* Begin Entries *

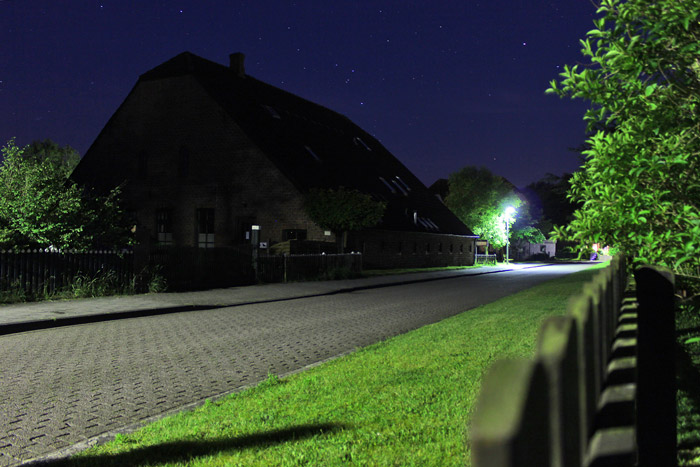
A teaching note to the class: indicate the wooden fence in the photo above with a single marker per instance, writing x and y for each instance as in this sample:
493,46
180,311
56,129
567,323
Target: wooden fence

* End Entries *

**What you are asked to do:** Reproduce the records with each occurrence of "wooden fence" changed to "metal railing" and all other text kept the same. Leave the pictures out of your answer.

**Result below:**
A teaching note to the class: indicate the metal railing in the photo above with a single marker per instance, writing x and y for each instance as in this sample:
493,46
180,311
56,129
567,323
Target: metal railing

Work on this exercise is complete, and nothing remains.